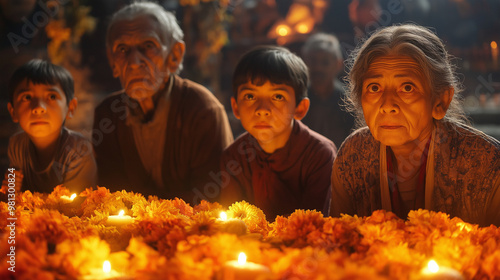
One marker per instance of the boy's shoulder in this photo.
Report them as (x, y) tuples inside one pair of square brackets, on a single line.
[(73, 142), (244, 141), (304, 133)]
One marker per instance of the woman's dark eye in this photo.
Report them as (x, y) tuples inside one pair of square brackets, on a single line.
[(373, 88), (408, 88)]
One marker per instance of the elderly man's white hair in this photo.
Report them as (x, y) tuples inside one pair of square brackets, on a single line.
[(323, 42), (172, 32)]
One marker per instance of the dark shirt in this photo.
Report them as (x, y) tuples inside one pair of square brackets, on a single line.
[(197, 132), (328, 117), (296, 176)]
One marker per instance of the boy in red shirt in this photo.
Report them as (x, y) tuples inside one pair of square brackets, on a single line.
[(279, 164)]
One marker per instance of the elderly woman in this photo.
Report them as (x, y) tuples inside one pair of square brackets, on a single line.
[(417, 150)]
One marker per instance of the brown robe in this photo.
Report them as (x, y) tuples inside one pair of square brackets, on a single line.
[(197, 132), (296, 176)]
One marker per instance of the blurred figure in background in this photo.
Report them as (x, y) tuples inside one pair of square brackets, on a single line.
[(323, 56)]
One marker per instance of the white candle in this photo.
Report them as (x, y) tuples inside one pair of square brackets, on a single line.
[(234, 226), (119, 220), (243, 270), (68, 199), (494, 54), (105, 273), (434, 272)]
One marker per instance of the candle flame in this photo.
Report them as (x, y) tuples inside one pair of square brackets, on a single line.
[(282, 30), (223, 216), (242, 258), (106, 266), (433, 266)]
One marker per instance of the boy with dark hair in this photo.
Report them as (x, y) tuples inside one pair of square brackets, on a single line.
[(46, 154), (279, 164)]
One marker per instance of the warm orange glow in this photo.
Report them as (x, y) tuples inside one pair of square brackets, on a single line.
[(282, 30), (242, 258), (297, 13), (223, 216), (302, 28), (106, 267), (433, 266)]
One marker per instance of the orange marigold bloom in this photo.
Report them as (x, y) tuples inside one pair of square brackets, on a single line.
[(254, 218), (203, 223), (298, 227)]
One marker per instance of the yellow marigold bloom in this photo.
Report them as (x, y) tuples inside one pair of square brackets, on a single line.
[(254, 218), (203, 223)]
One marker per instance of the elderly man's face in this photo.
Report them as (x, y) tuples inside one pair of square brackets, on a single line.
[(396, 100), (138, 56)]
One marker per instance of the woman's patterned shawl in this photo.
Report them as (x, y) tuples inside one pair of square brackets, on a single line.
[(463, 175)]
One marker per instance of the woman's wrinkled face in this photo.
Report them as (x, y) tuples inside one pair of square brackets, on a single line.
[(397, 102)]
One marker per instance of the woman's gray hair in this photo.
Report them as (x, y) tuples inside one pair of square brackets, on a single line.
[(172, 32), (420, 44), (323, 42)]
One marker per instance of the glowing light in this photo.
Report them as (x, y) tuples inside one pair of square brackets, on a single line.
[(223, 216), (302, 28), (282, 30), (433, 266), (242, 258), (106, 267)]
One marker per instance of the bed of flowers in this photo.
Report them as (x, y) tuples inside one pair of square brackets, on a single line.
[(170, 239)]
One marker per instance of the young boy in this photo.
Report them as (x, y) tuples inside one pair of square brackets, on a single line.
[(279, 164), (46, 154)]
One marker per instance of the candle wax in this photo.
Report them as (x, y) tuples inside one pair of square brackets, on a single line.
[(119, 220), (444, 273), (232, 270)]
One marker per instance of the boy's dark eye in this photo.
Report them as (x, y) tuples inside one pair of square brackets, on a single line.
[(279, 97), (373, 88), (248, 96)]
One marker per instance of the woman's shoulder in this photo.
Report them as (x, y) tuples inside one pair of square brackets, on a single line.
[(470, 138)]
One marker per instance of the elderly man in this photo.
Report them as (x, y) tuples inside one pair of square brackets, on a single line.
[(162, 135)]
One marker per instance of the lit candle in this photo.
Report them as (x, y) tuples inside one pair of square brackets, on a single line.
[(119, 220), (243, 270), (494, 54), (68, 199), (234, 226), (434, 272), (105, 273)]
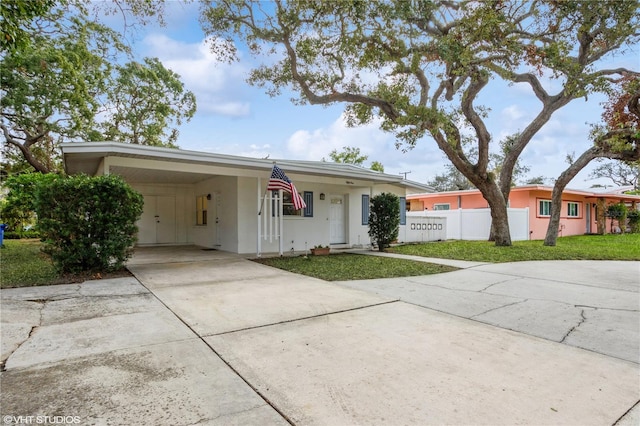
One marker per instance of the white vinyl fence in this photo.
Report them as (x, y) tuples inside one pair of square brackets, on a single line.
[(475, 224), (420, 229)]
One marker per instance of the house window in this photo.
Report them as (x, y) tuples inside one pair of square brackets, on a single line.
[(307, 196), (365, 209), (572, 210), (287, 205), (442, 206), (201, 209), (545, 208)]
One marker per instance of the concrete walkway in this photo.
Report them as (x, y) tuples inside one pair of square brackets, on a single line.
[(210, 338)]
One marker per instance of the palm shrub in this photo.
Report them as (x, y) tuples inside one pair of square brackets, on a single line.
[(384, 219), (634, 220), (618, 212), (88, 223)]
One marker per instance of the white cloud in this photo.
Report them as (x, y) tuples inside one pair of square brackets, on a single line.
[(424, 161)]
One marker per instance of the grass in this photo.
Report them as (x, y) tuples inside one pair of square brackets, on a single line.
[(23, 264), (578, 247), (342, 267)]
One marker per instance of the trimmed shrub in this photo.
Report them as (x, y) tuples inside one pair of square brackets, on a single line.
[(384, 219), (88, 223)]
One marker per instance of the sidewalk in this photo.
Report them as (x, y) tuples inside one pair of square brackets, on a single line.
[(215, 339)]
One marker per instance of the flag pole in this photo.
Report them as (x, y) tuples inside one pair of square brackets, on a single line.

******************************

:: What this task involves ::
Using the data above, report the number of lines that contain the string "shoulder", and only that number.

:: Solution for this problem ::
2